### [Data records]
........

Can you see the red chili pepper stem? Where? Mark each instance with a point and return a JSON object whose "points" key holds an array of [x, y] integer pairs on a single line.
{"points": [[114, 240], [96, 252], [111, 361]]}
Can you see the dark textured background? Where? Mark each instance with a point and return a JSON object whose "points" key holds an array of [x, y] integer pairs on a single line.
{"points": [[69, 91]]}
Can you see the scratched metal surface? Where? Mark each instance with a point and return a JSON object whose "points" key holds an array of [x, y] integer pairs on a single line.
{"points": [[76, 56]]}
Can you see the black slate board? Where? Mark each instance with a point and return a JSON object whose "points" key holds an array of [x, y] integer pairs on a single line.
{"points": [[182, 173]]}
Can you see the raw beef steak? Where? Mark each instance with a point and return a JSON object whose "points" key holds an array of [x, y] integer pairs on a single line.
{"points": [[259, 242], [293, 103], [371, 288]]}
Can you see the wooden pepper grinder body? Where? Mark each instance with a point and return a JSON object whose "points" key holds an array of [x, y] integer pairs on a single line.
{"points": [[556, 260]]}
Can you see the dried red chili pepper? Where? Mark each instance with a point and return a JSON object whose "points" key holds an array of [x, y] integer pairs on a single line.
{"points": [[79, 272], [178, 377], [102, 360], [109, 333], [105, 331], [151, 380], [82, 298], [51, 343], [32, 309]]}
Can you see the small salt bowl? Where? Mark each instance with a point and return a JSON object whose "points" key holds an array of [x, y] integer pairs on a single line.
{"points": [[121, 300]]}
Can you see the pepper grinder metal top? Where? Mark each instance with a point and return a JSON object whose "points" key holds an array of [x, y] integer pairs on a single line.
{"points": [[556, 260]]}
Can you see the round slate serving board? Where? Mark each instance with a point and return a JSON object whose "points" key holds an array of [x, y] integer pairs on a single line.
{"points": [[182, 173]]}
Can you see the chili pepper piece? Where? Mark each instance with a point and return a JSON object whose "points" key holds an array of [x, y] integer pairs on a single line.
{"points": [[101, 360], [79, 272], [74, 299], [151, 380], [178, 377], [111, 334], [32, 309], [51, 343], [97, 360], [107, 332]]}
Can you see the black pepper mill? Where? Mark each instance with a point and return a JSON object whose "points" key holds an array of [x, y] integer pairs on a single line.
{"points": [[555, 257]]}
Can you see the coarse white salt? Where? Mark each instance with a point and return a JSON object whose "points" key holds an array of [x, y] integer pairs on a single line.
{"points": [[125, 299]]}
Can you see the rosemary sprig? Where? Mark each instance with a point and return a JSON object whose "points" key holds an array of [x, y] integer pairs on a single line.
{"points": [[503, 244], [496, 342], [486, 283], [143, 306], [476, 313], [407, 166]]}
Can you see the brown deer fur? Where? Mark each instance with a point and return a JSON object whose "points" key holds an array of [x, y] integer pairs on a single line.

........

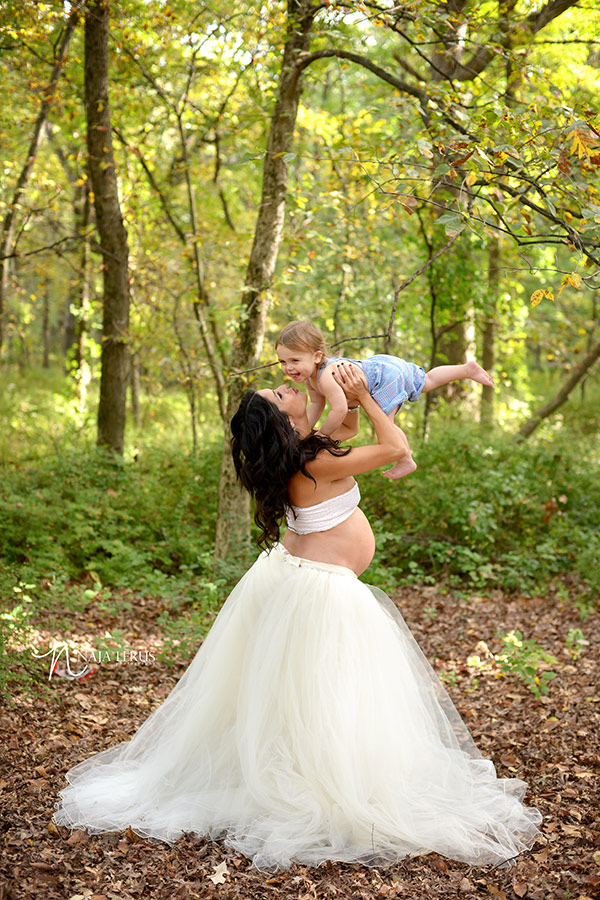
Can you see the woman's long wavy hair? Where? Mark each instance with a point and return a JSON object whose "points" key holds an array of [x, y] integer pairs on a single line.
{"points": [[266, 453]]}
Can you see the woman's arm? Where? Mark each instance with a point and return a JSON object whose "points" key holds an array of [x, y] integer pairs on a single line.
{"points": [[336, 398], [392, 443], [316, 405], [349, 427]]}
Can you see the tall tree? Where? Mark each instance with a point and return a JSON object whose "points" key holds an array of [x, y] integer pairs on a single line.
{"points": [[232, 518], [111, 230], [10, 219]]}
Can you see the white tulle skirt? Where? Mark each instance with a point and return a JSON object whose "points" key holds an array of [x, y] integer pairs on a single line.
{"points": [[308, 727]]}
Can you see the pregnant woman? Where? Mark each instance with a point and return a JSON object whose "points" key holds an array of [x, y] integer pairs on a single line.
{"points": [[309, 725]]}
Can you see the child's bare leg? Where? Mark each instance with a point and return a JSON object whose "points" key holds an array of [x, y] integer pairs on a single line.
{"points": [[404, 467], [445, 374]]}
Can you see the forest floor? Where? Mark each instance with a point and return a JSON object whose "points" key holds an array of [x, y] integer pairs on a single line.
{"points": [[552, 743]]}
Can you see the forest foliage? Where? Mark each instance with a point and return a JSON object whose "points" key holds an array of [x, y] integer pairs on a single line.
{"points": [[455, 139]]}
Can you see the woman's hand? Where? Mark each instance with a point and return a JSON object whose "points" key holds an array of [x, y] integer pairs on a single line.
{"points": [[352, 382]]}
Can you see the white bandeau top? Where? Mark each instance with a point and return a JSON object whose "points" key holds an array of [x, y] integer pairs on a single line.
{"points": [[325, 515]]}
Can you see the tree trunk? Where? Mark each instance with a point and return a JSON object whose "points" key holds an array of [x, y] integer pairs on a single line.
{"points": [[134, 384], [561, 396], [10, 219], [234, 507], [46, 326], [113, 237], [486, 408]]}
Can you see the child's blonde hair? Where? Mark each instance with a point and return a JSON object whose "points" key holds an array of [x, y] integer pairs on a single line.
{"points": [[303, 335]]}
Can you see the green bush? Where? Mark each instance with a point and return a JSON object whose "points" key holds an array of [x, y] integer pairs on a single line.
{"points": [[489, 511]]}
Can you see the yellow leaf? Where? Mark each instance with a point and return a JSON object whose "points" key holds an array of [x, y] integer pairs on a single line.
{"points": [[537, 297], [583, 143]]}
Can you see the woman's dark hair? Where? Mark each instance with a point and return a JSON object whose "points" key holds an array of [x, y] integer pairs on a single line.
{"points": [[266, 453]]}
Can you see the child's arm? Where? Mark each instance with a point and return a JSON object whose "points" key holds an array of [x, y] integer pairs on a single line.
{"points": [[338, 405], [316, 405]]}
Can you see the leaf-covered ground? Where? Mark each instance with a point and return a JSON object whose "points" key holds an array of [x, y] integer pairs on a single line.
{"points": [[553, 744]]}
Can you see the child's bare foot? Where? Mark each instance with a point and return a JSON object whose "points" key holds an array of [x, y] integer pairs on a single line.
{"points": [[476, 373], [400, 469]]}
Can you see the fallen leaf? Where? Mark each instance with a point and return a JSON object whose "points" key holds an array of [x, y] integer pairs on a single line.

........

Only the lines above from the one with "Can you see the child's bare foot?" up to and including the one with "Can you see the fallen" should be repeated, exactly as written.

Can you see the child's bare foot? Where? Mark each instance with a point and return a JSON object whose "points" key holds an array of [x, y] integer pairs on a single line.
{"points": [[476, 373], [400, 469]]}
Can you see the fallen leaf? Where? Mark each instance with a point and return a JSON object whose "points" key holds an array of [x, y] integer pairs on a single line.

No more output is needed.